Start RECORDS PROVIDED

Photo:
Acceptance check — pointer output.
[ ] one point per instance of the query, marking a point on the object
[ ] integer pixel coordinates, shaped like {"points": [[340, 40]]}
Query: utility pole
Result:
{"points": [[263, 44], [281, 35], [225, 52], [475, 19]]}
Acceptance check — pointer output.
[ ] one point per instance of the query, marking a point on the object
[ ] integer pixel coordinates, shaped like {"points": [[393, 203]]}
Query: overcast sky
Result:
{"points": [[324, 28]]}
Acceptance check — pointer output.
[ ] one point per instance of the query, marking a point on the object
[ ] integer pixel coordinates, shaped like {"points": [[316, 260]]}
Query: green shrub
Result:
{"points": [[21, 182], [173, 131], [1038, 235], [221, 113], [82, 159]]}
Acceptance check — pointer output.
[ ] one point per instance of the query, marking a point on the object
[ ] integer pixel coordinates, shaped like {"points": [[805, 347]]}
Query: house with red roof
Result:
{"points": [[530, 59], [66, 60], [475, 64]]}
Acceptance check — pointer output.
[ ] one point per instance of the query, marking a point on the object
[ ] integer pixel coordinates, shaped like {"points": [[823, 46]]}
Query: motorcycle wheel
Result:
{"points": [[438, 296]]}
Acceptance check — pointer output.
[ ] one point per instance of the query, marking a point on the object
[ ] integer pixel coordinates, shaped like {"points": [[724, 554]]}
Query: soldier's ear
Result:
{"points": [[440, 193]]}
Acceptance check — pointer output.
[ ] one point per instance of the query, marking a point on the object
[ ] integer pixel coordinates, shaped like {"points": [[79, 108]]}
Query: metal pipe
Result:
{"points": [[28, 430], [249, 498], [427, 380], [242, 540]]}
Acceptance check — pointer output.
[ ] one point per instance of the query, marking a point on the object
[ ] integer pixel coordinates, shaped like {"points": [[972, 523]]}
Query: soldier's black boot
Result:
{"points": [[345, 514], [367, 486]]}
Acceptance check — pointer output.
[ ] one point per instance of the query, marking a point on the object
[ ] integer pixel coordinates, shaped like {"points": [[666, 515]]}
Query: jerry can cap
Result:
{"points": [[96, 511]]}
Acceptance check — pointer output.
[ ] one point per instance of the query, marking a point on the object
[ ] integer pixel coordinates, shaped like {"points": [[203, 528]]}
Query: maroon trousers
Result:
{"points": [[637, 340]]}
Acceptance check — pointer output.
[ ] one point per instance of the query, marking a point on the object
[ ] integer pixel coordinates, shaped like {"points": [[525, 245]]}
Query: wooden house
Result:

End RECORDS PROVIDED

# TASK TO COMPLETE
Return every entry verbatim.

# RESULT OF THIS EXERCISE
Photo:
Acceptance check — pointer output.
[ ] one point per instance of the query, marking a point on the object
[ ] integer pixel coordinates, shaped like {"points": [[340, 40]]}
Query: utility pole
Result:
{"points": [[263, 44], [281, 35], [225, 52], [475, 19]]}
Acceptance check — pointer output.
[ ] one point per instance of the query, marking a point on the object
[ ] integer pixel coordinates, shaped like {"points": [[393, 203]]}
Query: overcast sky
Result:
{"points": [[324, 28]]}
Acceptance check — pointer output.
[ ] one point per instance of the query, marking a point on the object
[ ] integer pixel coordinates, shaped like {"points": [[316, 260]]}
Query: green shrub
Result:
{"points": [[21, 182], [173, 131], [1038, 235], [221, 113], [82, 159]]}
Acceptance check — pointer output.
[ ] one point per instance of the query, marking a point on the object
[ ] integer pixel coordinates, shaped like {"points": [[805, 347]]}
Query: house with red roof
Result:
{"points": [[530, 59], [66, 60], [475, 64]]}
Acceptance check — pointer output.
[ ] one point per instance of the query, marking a point on the object
[ ] integer pixel coordinates, shaped like {"points": [[823, 46]]}
Query: motorcycle wheel
Result:
{"points": [[438, 296]]}
Acceptance check — pointer output.
[ ] one point per instance of the query, marking a point on the object
[ ] integer pixel coordinates, shaped like {"points": [[724, 554]]}
Query: soldier's ear
Result:
{"points": [[440, 193]]}
Acceptance check — pointer output.
[ ] one point per instance of the query, marking a point on the object
[ ] integer pixel coordinates, shaped like {"points": [[79, 108]]}
Query: metal pipe
Result:
{"points": [[28, 430], [249, 498], [427, 380], [242, 540]]}
Acceptance check — pointer output.
[ ] one point per instance of the query, marking a point on the object
[ ] integer pixel coordinates, shaped like {"points": [[972, 523]]}
Query: soldier's black boot
Result:
{"points": [[345, 514], [367, 486]]}
Acceptance check — pointer output.
[ ] one point per instance of the query, marking a point on the object
[ ] integer pixel coordinates, shaped like {"points": [[666, 515]]}
Query: jerry can cap
Result:
{"points": [[96, 511]]}
Acceptance check — pointer output.
[ ] one point per instance of the query, marking a point on the object
[ ] integer pixel coordinates, shaped like {"points": [[203, 528]]}
Query: maroon trousers
Result:
{"points": [[637, 340]]}
Acceptance check — pointer output.
[ ] one point per instance of the query, marking a point on the object
[ ] integer pixel coordinates, shaped like {"points": [[525, 245]]}
Query: wooden house
Result:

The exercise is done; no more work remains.